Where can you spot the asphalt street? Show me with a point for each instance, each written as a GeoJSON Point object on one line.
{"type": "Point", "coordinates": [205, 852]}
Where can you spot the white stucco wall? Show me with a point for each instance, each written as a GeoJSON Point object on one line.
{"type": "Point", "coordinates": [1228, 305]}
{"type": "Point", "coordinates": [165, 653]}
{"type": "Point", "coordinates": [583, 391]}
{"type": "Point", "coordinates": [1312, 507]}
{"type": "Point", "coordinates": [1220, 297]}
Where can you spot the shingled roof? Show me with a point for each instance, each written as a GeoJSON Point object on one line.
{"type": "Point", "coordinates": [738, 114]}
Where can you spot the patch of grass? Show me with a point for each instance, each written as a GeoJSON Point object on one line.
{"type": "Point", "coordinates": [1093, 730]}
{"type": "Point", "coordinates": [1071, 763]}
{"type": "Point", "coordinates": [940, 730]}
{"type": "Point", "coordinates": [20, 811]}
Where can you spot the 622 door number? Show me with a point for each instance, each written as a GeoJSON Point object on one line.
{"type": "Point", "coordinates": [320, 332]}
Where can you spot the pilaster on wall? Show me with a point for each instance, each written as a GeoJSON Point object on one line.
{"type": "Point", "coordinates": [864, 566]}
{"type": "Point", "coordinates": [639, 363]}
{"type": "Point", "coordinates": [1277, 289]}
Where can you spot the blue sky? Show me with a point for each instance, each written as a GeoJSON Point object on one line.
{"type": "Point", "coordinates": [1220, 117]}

==

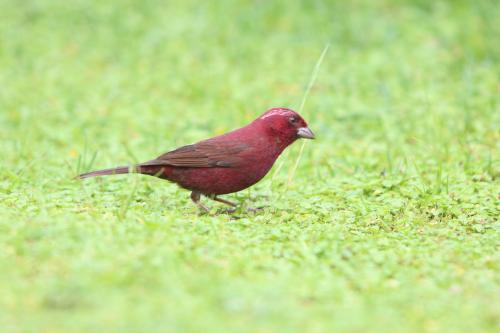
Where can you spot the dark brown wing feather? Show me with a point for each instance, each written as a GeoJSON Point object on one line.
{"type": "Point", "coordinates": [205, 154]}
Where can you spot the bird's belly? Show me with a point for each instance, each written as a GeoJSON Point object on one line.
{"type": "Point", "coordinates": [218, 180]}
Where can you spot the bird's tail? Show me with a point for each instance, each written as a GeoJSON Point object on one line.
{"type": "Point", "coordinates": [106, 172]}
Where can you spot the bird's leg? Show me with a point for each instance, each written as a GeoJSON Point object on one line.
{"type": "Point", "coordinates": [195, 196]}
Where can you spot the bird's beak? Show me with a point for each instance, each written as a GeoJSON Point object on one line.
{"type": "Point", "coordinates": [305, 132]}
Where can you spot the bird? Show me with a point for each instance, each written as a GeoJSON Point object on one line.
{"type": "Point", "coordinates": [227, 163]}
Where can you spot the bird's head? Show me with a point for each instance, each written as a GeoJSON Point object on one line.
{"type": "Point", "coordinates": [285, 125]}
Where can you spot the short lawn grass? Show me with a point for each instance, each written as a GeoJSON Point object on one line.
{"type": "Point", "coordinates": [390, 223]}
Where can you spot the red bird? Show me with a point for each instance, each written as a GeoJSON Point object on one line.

YOUR GOAL
Only the lines above starting with the one with "Where can you spot the short" and going through the one with "Where can you spot the red" are to be copied, word for word and with both ends kept.

EXERCISE RESULT
Where can you spot the short lawn grass? Show me with a point for each instance, each written as a GeoJSON Point object on one line.
{"type": "Point", "coordinates": [390, 223]}
Where can you spot the red bird? Show me with a point for each instance, each written as a GeoJSON Point object on one line.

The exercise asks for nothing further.